# [Stored data]
*-*-*

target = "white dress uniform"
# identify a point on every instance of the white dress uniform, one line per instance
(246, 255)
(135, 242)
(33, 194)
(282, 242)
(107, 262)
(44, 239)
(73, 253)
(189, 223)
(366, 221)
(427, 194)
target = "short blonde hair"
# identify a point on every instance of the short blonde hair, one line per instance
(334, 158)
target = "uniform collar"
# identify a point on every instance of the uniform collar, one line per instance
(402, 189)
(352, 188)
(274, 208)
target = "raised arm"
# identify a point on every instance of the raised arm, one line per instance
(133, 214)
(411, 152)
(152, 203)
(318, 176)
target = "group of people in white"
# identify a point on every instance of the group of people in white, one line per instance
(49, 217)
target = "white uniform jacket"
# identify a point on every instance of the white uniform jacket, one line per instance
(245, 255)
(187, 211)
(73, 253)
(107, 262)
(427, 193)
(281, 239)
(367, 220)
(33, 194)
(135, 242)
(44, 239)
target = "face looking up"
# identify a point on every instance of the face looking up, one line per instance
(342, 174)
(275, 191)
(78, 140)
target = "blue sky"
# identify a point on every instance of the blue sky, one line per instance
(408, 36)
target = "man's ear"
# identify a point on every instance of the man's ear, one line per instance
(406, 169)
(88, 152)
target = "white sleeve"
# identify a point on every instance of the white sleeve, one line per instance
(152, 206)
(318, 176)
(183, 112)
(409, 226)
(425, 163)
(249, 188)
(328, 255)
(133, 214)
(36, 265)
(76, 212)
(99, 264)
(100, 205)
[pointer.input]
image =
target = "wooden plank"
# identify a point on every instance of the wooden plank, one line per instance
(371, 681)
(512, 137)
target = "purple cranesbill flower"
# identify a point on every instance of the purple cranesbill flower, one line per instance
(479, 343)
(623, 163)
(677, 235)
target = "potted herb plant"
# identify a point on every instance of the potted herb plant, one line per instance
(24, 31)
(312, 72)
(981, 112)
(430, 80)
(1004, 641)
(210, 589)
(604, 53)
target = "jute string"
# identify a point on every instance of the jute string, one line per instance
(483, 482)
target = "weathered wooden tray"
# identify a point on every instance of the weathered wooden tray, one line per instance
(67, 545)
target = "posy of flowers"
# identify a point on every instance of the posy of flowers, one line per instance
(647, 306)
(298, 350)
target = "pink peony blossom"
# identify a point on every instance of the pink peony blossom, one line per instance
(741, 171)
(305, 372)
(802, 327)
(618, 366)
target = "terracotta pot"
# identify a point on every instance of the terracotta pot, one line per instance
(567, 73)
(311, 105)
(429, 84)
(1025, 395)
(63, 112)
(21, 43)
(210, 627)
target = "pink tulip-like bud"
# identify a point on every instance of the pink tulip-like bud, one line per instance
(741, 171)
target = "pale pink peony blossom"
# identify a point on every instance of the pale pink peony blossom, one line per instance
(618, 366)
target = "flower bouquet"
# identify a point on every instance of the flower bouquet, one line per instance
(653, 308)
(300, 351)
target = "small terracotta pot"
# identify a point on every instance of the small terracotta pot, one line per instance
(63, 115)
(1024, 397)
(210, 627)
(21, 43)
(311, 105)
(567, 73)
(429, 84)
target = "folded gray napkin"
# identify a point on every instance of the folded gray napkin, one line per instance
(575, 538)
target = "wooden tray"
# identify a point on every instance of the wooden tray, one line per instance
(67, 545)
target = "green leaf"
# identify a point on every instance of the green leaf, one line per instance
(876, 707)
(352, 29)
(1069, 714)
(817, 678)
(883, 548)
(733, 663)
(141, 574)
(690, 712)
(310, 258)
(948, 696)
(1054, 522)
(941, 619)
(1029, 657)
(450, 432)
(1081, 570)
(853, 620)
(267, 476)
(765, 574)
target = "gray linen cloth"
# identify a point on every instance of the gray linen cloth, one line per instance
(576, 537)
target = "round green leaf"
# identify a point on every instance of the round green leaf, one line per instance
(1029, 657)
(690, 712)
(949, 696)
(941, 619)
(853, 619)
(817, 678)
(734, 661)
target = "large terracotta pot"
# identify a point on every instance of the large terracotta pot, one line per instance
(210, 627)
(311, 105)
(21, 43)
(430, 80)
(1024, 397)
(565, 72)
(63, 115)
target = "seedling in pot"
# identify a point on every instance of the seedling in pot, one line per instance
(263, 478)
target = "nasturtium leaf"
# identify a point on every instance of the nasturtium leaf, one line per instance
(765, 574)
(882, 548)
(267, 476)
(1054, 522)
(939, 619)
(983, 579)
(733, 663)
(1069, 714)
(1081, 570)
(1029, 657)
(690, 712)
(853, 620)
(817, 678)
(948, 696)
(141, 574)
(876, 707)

*-*-*

# [Given request]
Copy every record exactly, with nothing added or dropped.

# [Correct output]
target = "white dress uniform"
# identify a point on every instance of the white dress uniform, one line per instance
(246, 255)
(135, 242)
(33, 194)
(282, 242)
(107, 262)
(44, 239)
(73, 253)
(189, 223)
(366, 221)
(427, 194)
target = "short blonde hair"
# identify a point on every instance of the short blonde hair, one line per instance
(334, 158)
target = "uniform collar"
# identify a point on every instance of the uniform collar, one line per instance
(402, 189)
(352, 188)
(274, 208)
target = "raised arm"
# identify a point on every instance of the raised arm, one line per instance
(133, 214)
(411, 152)
(152, 203)
(318, 176)
target = "group of people in white"
# identify a point on every instance of the group of people in white, one line per instance
(49, 217)
target = "white uniform jacket"
# identify a point on every instance of the white uniform jacket, one line per instance
(245, 255)
(187, 211)
(73, 253)
(107, 262)
(427, 193)
(281, 239)
(367, 220)
(33, 194)
(135, 242)
(44, 239)
target = "face looking up"
# identify a point on every instance of the face looking up, one line per instance
(342, 174)
(275, 191)
(78, 140)
target = "blue sky"
# identify a point on every instance of the blue sky, one line per instance
(408, 36)
target = "man's ear"
# identify a point on every instance of the man's ear, one line per instance
(406, 169)
(88, 152)
target = "white sleeve"
# identify a point on every instance of the white sleeve, one line per instance
(152, 206)
(318, 176)
(183, 112)
(409, 226)
(425, 163)
(249, 188)
(328, 255)
(133, 214)
(36, 265)
(76, 212)
(99, 264)
(100, 205)
[pointer.input]
image =
target = "wooden plank"
# identify a point on every instance of the wooden plank, one line per instance
(371, 681)
(512, 137)
target = "purple cranesbill flower"
# identify a point on every instance of the purple cranesbill flower, one line per instance
(479, 343)
(623, 163)
(677, 235)
target = "potted herb plant"
# identify a point on every instance of the potted herb plant, one line per instance
(24, 31)
(312, 72)
(981, 112)
(430, 80)
(1004, 641)
(210, 589)
(604, 53)
target = "jute string"
# identify a point on every instance of the jute string, one line per instance
(483, 482)
target = "weathered wooden tray"
# identify a point on every instance of the weathered wooden tray, one line per instance
(67, 545)
target = "posy of flowers"
# identify a point on every instance of the posy of flowers, one line per instance
(647, 306)
(298, 350)
target = "pink peony blossom"
# identify a point on every instance of the pink peony blossom, one line per instance
(741, 171)
(305, 372)
(802, 327)
(618, 366)
target = "terracotta pot"
# identify a point on every instance of the terracotta pot, one line per instance
(567, 73)
(311, 105)
(429, 84)
(1025, 395)
(63, 112)
(21, 43)
(210, 627)
target = "pink tulip-like bud"
# identify a point on every instance of the pink tulip-like bud, one line per instance
(741, 171)
target = "pale pink peony blossom"
# identify a point on every instance of the pale pink peony blossom, one line per instance
(618, 366)
target = "flower bouquet"
# identify a point on every instance of the flower bouquet, one line per instance
(653, 308)
(300, 351)
target = "small terracotta pot"
# identify a point on every instance of the small terracotta pot, one line per instance
(63, 115)
(1024, 397)
(210, 627)
(21, 43)
(311, 105)
(567, 73)
(429, 84)
target = "folded gray napkin"
# identify a point on every instance of the folded gray napkin, one line per instance
(575, 538)
target = "wooden tray"
# identify a point on every instance of the wooden tray, one line per instance
(67, 545)
target = "green leaf"
# identify a point on every instance of the green leaf, one line per instance
(876, 707)
(352, 29)
(1069, 714)
(817, 678)
(883, 548)
(733, 663)
(141, 574)
(690, 712)
(310, 258)
(948, 696)
(1054, 522)
(941, 619)
(1029, 657)
(450, 432)
(1081, 570)
(853, 620)
(267, 476)
(765, 574)
target = "gray linen cloth"
# identify a point on every instance of the gray linen cloth, one line per instance
(576, 537)
target = "round green leaf"
# identify a point on every instance of the round green leaf, one line per instance
(1029, 657)
(690, 712)
(949, 696)
(941, 619)
(853, 619)
(817, 678)
(734, 661)
target = "large terracotta pot"
# identify a point on every instance of the large terracotta pot, one line per instance
(210, 627)
(311, 105)
(21, 43)
(430, 80)
(1024, 397)
(565, 72)
(63, 115)
target = "seedling in pot"
# identify a point on every instance of the seedling in pot, one line per instance
(263, 478)
target = "nasturtium leaf"
# identify a point on every instance of the nasturtium leaf, one line per instance
(765, 574)
(882, 548)
(267, 476)
(1054, 522)
(939, 619)
(983, 579)
(733, 663)
(1069, 714)
(1081, 570)
(1029, 657)
(690, 712)
(853, 620)
(817, 678)
(948, 696)
(141, 574)
(876, 707)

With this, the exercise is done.